▶ _Data for this task_
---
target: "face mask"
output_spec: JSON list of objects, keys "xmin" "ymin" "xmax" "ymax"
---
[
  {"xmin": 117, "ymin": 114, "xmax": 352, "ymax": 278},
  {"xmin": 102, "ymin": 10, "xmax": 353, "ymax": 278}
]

▶ _Problem statement_
Express every line of the data above as a Markdown table with the columns "Row" and "Data line", omitting blank lines.

▶ _Output of the exercise_
| Row | Data line |
|---|---|
| 1 | --- |
| 2 | target: "face mask" |
| 3 | output_spec: JSON list of objects, keys "xmin" "ymin" "xmax" "ymax" |
| 4 | --- |
| 5 | [ |
| 6 |   {"xmin": 117, "ymin": 114, "xmax": 352, "ymax": 278}, |
| 7 |   {"xmin": 102, "ymin": 10, "xmax": 353, "ymax": 278} |
| 8 | ] |